↓↓↓

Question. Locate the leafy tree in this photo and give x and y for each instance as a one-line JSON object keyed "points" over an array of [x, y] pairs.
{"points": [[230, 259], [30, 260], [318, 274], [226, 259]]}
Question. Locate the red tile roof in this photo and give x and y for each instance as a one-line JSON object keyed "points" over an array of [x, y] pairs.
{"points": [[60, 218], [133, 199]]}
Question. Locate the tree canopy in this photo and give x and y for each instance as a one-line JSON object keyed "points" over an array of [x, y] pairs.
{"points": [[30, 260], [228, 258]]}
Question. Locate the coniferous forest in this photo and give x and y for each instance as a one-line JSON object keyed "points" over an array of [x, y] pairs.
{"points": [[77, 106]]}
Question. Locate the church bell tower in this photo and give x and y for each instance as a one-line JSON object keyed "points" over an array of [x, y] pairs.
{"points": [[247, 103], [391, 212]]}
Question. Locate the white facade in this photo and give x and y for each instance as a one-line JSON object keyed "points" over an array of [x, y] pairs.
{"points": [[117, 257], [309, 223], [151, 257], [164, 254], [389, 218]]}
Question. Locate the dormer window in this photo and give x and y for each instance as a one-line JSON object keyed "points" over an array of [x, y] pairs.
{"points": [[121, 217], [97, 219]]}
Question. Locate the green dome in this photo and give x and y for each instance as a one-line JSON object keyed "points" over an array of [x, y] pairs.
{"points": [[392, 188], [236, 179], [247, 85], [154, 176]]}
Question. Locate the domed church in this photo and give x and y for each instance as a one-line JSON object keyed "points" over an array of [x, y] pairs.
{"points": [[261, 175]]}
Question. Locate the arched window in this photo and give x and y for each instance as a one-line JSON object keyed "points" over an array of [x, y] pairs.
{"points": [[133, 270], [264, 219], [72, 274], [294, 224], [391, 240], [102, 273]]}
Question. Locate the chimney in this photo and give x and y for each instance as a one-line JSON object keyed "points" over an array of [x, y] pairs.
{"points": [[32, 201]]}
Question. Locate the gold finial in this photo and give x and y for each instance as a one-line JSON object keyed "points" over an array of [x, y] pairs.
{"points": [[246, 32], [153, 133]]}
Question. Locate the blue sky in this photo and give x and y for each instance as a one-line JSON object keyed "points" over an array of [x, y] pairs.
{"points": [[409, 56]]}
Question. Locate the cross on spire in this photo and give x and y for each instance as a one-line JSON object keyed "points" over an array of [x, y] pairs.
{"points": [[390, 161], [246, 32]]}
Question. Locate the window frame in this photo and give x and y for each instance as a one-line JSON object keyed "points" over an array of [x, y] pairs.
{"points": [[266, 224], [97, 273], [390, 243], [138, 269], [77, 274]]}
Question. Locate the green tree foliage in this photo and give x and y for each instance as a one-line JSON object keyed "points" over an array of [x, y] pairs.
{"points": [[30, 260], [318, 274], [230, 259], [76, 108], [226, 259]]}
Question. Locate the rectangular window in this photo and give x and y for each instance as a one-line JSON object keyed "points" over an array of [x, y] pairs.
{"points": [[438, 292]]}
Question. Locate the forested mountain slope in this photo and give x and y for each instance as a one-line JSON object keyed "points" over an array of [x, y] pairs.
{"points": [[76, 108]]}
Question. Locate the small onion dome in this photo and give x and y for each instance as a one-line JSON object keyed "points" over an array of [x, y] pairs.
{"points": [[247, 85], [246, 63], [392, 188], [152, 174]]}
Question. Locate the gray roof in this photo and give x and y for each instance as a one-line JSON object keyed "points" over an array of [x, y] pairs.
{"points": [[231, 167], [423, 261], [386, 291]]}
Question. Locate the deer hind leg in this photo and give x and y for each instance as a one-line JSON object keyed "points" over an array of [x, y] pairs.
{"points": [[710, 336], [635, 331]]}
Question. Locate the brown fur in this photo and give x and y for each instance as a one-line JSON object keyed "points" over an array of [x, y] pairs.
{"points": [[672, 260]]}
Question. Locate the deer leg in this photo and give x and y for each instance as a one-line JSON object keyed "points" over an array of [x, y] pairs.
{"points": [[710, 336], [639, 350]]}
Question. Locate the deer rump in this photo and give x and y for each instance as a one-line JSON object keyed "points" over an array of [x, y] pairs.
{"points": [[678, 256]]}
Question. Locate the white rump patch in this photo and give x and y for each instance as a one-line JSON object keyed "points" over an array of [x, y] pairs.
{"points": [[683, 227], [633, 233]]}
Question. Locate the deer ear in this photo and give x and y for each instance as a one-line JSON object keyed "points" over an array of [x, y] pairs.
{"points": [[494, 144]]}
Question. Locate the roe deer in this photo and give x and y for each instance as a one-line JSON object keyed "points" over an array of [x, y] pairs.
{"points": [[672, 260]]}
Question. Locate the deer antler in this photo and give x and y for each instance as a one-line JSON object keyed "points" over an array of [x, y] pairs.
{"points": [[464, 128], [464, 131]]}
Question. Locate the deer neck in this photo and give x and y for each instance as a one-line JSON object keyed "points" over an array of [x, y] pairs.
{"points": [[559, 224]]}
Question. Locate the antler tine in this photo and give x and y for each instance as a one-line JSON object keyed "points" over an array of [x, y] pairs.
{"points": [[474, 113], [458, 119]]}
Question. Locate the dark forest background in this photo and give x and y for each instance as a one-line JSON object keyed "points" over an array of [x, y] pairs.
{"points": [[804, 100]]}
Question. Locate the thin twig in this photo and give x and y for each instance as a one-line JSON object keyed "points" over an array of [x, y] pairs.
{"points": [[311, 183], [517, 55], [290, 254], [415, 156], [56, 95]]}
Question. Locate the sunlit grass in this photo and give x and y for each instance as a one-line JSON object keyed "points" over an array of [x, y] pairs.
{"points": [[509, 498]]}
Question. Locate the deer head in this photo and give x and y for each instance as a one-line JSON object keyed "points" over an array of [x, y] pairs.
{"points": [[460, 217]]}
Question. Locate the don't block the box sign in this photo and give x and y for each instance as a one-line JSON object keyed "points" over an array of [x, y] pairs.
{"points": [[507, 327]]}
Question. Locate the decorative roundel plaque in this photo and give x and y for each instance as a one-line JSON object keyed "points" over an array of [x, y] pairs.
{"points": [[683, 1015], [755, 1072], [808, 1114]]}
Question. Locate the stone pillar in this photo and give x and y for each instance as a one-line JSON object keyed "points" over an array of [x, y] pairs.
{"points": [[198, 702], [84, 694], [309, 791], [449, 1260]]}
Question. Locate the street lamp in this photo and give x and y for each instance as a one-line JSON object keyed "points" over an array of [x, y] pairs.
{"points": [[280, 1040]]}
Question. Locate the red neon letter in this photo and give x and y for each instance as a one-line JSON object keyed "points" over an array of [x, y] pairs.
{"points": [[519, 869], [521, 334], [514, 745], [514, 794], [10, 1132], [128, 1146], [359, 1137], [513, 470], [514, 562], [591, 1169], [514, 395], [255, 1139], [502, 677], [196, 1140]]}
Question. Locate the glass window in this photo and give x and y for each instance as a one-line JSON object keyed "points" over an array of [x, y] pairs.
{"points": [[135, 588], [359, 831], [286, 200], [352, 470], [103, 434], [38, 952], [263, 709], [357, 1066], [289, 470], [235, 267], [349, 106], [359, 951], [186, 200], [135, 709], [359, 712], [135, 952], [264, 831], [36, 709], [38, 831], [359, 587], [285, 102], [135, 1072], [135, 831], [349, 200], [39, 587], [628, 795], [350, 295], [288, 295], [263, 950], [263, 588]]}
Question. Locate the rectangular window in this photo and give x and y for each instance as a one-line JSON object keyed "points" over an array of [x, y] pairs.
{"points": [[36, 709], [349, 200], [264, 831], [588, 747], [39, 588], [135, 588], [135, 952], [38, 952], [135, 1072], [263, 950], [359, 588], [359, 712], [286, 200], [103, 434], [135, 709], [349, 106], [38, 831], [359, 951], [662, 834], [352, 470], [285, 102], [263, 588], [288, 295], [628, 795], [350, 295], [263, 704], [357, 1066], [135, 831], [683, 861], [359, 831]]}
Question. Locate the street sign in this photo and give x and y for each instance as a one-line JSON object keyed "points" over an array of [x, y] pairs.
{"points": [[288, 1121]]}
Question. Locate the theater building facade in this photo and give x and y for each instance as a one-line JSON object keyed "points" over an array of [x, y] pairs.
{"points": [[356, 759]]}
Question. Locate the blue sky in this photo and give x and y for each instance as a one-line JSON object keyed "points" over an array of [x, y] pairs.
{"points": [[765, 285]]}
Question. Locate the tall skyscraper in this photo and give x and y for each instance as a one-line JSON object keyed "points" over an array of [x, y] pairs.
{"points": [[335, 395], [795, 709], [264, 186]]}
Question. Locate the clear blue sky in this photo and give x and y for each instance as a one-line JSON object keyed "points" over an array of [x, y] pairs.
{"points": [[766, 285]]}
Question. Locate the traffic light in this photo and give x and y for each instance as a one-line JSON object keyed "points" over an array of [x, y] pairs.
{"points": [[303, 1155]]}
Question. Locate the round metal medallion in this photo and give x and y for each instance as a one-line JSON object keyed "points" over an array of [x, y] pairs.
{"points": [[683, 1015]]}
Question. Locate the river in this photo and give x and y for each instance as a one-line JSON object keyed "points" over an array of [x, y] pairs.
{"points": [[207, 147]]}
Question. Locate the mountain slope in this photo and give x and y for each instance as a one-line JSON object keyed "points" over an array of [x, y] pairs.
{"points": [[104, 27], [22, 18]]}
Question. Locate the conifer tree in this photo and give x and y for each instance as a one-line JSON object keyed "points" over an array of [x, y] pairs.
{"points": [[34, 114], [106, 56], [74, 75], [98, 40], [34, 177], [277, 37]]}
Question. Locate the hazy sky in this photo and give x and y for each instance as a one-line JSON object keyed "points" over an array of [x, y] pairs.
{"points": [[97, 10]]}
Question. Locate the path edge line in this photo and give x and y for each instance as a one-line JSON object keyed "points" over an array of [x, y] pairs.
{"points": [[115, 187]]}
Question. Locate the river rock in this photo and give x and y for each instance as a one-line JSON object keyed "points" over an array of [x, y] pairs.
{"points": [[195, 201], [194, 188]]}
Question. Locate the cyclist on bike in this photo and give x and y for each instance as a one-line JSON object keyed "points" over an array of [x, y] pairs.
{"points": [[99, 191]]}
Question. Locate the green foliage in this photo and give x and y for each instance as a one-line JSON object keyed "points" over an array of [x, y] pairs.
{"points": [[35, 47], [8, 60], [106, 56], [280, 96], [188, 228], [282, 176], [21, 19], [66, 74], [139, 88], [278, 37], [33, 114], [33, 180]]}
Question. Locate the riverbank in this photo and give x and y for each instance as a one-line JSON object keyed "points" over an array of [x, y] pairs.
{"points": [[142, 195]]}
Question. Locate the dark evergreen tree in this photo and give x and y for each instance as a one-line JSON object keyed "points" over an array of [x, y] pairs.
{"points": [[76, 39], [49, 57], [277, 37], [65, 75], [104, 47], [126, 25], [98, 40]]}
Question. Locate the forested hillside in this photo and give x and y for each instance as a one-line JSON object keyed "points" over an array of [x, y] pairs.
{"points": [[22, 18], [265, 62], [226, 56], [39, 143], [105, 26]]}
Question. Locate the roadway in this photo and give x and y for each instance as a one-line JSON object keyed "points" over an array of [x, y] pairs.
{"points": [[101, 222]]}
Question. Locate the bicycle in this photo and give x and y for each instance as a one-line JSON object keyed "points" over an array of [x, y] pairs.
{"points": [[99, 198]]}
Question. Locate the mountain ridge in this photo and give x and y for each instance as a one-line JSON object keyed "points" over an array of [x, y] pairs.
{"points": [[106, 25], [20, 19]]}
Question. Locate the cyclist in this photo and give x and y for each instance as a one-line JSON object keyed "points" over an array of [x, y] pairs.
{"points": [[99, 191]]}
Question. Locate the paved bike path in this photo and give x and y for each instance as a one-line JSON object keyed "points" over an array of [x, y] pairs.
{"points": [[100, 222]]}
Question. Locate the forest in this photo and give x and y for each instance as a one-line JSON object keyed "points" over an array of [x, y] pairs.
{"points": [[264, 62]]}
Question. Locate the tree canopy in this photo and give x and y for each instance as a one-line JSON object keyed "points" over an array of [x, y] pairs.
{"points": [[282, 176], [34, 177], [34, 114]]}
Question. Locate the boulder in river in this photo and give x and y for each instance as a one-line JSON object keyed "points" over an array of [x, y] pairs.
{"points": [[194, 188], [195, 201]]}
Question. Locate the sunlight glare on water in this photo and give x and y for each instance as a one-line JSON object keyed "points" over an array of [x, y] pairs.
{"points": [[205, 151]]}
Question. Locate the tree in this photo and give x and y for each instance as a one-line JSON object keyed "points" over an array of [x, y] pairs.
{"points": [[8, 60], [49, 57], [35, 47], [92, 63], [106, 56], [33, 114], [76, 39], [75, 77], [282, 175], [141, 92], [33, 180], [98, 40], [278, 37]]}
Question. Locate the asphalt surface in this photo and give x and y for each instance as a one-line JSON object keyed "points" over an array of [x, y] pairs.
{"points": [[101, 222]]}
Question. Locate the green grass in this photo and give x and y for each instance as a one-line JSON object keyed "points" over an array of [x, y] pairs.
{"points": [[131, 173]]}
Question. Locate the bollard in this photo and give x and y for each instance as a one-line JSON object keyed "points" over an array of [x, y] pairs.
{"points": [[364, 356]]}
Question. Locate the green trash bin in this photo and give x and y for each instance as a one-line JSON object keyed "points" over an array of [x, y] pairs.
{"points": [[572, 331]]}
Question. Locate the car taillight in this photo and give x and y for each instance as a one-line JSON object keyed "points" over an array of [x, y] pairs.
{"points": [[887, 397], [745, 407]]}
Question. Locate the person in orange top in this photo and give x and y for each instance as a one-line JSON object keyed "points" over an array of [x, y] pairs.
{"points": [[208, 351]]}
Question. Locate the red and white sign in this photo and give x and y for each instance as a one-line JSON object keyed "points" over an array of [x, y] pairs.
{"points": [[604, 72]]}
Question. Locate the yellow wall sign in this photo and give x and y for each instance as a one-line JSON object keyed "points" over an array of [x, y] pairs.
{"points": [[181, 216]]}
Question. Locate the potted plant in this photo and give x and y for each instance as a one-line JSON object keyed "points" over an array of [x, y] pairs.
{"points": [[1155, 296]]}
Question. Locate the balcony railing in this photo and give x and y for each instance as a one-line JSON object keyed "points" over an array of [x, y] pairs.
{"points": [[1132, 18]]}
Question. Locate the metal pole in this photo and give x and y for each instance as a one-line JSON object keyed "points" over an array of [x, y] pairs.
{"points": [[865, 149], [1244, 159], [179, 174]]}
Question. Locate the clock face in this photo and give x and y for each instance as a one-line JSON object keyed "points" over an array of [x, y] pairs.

↑↑↑

Copy out, word for word, the rows above from the line containing "Question. Locate the red and" through the last row, including both of those lines.

**Task answer**
Question. Locate the red and white sign in this photo and give x and y for each instance as a one-line JSON object keyed "points" over an array of [x, y] pairs.
{"points": [[604, 72]]}
Question. Locate the yellow wall sign in this photo and give x and y for each instance as a one-line JSON object keyed "points" over an array of [x, y] pairs.
{"points": [[181, 216]]}
Question. Locate the potted plant in this photo and give x and y for each instance as a one-line JSON object keyed "points" over an array of [x, y] pairs.
{"points": [[1155, 296]]}
Question. Locate the balcony railing in this photo and give x and y for each instance as a one-line JSON object keyed "points" over an array of [x, y] pairs.
{"points": [[1132, 18]]}
Question. Locate the metal pole in this photo and give x and y for each instance as a one-line JSON object keyed "points" over an array of [x, y] pairs.
{"points": [[865, 149], [1244, 159], [179, 174]]}
Question. Locate the clock face in this photo and give x and y for each instance as a one-line JSON object keyed "points" over an array of [x, y] pairs.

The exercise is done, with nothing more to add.